Stored data entries:
--- START ---
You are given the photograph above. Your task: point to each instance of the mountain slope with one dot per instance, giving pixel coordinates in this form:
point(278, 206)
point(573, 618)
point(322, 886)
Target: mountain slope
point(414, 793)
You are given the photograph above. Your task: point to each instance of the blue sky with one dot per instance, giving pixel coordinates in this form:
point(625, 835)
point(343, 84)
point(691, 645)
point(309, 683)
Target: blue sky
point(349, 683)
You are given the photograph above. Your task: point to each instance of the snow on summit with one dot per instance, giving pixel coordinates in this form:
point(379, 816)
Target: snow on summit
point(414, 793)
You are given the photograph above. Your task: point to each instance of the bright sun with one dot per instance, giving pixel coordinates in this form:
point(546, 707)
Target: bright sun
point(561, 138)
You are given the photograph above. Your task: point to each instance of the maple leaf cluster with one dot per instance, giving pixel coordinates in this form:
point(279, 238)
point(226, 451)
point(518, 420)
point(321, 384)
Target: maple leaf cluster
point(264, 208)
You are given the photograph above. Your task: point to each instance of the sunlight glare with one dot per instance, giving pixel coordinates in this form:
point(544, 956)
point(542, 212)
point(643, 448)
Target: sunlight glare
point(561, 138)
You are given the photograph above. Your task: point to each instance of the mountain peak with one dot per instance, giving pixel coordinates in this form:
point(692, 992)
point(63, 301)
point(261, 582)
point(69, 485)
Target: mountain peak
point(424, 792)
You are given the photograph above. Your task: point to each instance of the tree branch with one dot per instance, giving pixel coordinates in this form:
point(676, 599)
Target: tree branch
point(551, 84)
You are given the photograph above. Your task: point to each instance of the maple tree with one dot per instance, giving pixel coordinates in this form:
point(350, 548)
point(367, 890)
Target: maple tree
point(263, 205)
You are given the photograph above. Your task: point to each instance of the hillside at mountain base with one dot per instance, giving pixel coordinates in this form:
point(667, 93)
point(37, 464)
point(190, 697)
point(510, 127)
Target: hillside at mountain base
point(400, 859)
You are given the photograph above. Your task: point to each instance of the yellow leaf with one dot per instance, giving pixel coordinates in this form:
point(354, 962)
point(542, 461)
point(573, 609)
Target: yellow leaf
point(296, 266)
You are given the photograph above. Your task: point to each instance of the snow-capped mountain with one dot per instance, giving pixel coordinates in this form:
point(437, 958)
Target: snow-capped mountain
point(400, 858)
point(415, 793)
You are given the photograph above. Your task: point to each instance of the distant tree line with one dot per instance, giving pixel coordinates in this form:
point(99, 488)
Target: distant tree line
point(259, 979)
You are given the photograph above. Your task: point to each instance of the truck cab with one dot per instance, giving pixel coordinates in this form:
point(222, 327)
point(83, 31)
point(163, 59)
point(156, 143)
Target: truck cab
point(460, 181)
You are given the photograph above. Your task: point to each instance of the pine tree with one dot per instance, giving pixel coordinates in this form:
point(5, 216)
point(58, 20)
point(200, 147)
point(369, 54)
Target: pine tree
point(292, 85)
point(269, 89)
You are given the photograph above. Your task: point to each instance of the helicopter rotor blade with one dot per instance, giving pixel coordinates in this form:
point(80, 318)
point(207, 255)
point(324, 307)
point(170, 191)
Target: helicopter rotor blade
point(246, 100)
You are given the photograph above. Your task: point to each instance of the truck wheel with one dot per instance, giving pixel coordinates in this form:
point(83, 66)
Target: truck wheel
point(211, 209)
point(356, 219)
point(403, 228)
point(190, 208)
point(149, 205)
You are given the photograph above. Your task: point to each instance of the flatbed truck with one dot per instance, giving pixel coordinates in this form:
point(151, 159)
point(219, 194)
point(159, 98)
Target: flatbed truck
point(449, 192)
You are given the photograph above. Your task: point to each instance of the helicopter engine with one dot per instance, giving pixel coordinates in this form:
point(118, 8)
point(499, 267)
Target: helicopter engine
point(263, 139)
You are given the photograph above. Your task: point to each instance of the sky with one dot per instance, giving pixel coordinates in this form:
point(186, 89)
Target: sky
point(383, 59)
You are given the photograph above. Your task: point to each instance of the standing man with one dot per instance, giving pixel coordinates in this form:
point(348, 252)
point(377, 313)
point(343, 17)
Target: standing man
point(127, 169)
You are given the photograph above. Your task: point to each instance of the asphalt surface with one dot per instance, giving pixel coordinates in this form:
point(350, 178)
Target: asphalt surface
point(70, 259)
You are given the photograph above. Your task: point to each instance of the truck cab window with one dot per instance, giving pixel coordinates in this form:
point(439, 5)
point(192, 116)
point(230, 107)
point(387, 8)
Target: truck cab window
--- END ---
■ **Required work**: The answer should reproduce each entry above in full.

■ **Solved problem**:
You are given the photograph above. Your task: point to each instance of the mountain slope with one dot per instance, giving pixel coordinates in this form:
point(278, 206)
point(573, 618)
point(322, 886)
Target: mountain slope
point(414, 793)
You are given the photograph above. Your task: point to each instance of the blue sky with one dot per instance, giving pixel coordinates in this form:
point(625, 835)
point(343, 84)
point(691, 645)
point(309, 683)
Target: blue sky
point(349, 683)
You are given the photograph above. Your task: point to each instance of the snow on summit with one dot per instance, giving pixel coordinates in this form:
point(379, 816)
Target: snow on summit
point(414, 793)
You are given the photograph above. Your task: point to each instance of the bright sun with one dot per instance, giving pixel coordinates in this form:
point(546, 707)
Target: bright sun
point(561, 138)
You are given the photograph above. Your task: point to each instance of the maple leaf cluster with one dot per instance, giving pixel coordinates in this form:
point(279, 238)
point(226, 451)
point(518, 420)
point(321, 384)
Target: maple leaf cluster
point(264, 208)
You are given the photograph above. Your task: point to each instance of the sunlight glare with one dot per instance, giving pixel coordinates in this form:
point(544, 956)
point(542, 212)
point(643, 448)
Target: sunlight glare
point(561, 138)
You are given the photograph above. Your task: point to each instance of the mountain peak with one dot per instance, giving pixel coordinates in this form:
point(692, 992)
point(63, 301)
point(261, 582)
point(69, 485)
Target: mountain peak
point(424, 792)
You are given the photograph above. Your task: point to each instance of the tree branch with one dot per instance, giving pixel coordinates in this form:
point(676, 599)
Target: tree branch
point(551, 84)
You are given the photograph above. Your task: point to each instance of the maple tree with one dot per instance, giving pixel coordinates in this form:
point(350, 548)
point(367, 890)
Target: maple tree
point(263, 205)
You are given the photograph above. Your task: point to each instance of the hillside at mountain base with one dot per instance, giving pixel coordinates in this form:
point(667, 93)
point(37, 464)
point(190, 697)
point(510, 127)
Target: hillside at mountain base
point(400, 859)
You are given the photograph above. Your task: point to each instance of the yellow leaf with one dot per instance, giving pixel coordinates in this form:
point(354, 962)
point(542, 461)
point(573, 609)
Target: yellow leaf
point(296, 266)
You are given the photograph above. Your task: point to each instance of the snow-capped mountain with one dot per instance, giving pixel coordinates in this form:
point(437, 958)
Target: snow-capped mountain
point(400, 858)
point(415, 793)
You are given the photograph above. Your task: point to each instance of the distant tree line with one dot per instance, giving pixel coordinates in this form:
point(99, 488)
Target: distant tree line
point(259, 979)
You are given the photograph above. Your task: point to each instance of the truck cab with one dot per instance, giving pixel coordinates in this form:
point(222, 327)
point(83, 31)
point(163, 59)
point(156, 143)
Target: truck cab
point(460, 181)
You are given the photograph above. Your task: point to each instance of the pine tree with one dot per instance, giving pixel coordinates in this form:
point(5, 216)
point(58, 20)
point(200, 147)
point(369, 54)
Target: pine tree
point(292, 85)
point(269, 89)
You are given the photograph above. Your task: point to each instance of the helicopter rotor blade with one dot per instance, giving pixel coordinates in this form:
point(80, 318)
point(207, 255)
point(324, 307)
point(170, 191)
Target: helicopter rotor blade
point(246, 100)
You are given the photograph above. Your task: point to each instance of the truck wheel with one dot per instance, giving pixel coordinates in this form:
point(83, 66)
Target: truck wheel
point(211, 209)
point(356, 219)
point(403, 228)
point(190, 208)
point(149, 205)
You are given the photograph above. Your task: point to each instance of the flatbed truck with one dot per instance, giving pixel coordinates in this form:
point(151, 159)
point(219, 194)
point(159, 98)
Target: flatbed truck
point(449, 192)
You are given the photograph above. Your task: point to each instance of the helicopter engine with one dot per instance, giving pixel coordinates in this form:
point(118, 8)
point(499, 267)
Target: helicopter engine
point(263, 139)
You are given the photograph above. Your task: point to each instance of the sky with one dot per instance, giving pixel coordinates in this form:
point(186, 89)
Target: sky
point(383, 59)
You are given the photograph above. Your task: point to each instance of the standing man with one dot per instance, giving pixel coordinates in this form:
point(348, 252)
point(377, 313)
point(343, 17)
Target: standing man
point(127, 169)
You are given the photograph above. Your task: point to each instance of the asphalt surface with one dot per instance, giving pixel coordinates in this form:
point(350, 178)
Target: asphalt surface
point(70, 259)
You are given the photograph above. Your task: point to each instance of the truck cab window with one dot per instance, giving pixel coordinates in this form:
point(439, 5)
point(192, 116)
point(230, 107)
point(387, 8)
Target: truck cab window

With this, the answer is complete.